» Supplied records

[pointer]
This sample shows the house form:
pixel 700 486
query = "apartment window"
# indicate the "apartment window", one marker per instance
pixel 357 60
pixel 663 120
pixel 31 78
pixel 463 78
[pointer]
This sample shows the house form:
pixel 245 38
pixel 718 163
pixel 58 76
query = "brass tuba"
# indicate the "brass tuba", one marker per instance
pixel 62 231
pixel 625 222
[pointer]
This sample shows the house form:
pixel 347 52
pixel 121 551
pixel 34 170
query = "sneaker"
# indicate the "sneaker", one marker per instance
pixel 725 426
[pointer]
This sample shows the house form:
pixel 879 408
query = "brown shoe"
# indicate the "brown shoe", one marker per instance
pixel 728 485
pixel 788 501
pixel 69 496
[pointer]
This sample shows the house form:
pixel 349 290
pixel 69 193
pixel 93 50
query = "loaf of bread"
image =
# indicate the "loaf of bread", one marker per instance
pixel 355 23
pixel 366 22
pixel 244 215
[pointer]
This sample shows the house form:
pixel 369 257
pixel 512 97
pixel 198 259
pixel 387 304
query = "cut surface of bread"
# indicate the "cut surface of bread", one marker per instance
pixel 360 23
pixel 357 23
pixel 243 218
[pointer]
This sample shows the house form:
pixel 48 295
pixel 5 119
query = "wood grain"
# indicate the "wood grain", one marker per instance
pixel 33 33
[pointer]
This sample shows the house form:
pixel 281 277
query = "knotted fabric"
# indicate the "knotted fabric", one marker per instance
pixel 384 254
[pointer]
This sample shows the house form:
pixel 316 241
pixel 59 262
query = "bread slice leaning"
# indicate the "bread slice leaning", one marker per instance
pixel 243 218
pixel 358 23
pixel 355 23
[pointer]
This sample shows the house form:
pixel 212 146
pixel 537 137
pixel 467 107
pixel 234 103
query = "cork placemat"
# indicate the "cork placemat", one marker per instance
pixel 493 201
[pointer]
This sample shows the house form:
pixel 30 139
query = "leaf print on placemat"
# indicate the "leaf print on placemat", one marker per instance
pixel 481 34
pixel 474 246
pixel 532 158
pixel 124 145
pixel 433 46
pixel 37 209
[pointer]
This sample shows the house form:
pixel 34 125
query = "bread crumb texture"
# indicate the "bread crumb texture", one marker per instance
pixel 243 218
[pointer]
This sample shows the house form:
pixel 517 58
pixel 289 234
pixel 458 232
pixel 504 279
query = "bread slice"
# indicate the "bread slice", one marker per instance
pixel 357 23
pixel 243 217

» Task directions
Write every record out again, unaltered.

» Response to the exercise
[pointer]
This sample shows the house form:
pixel 700 486
query = "apartment window"
# indicate the "apartment window", one marker per instance
pixel 357 60
pixel 663 120
pixel 31 78
pixel 463 78
[pointer]
This sample shows the house form:
pixel 245 38
pixel 718 163
pixel 58 76
query = "brass tuba"
# indicate the "brass tuba", one marker per instance
pixel 62 231
pixel 625 222
[pointer]
This sample shows the house form:
pixel 347 52
pixel 121 551
pixel 34 170
query = "sneaker"
# indicate the "sneaker", one marker per instance
pixel 725 426
[pointer]
This sample shows the house form:
pixel 879 408
query = "brown shoe"
# indicate the "brown shoe", one marker per instance
pixel 728 485
pixel 788 501
pixel 69 496
[pointer]
This sample shows the house form:
pixel 349 290
pixel 69 193
pixel 93 50
query = "loaf of bread"
image =
# indicate the "loaf of bread", one marker per instance
pixel 355 23
pixel 366 22
pixel 244 215
[pointer]
This sample shows the house form:
pixel 369 257
pixel 512 97
pixel 198 259
pixel 387 304
query = "cut surface of bread"
# indicate the "cut surface of bread", one marker per instance
pixel 360 23
pixel 357 23
pixel 243 218
[pointer]
This sample shows the house form:
pixel 48 295
pixel 5 119
query = "wood grain"
# indicate the "wood grain", one marker per instance
pixel 33 33
[pointer]
This sample shows the house form:
pixel 281 277
query = "knotted fabric"
# indicate the "knotted fabric", one marker per instance
pixel 384 254
[pointer]
This sample shows the house form:
pixel 316 241
pixel 59 262
query = "bread slice leaning"
# indicate the "bread slice leaning", one marker per instance
pixel 243 218
pixel 358 23
pixel 355 23
[pointer]
This sample shows the house form:
pixel 212 146
pixel 537 137
pixel 467 107
pixel 234 103
query = "cork placemat"
# indicate the "cork placemat", one marker per instance
pixel 493 201
[pointer]
This sample shows the house form:
pixel 30 139
query = "leaf print on placemat"
# indicate the "leaf print on placemat", one marker per instance
pixel 481 34
pixel 474 246
pixel 532 158
pixel 124 145
pixel 433 46
pixel 37 209
[pointer]
This sample shows the house form:
pixel 34 125
query = "bread crumb texture"
# indicate the "bread crumb texture", one marker per instance
pixel 243 218
[pointer]
This sample shows the house form:
pixel 517 58
pixel 289 234
pixel 458 232
pixel 504 279
query = "bread slice"
# indicate the "bread slice", one marker per instance
pixel 357 23
pixel 243 217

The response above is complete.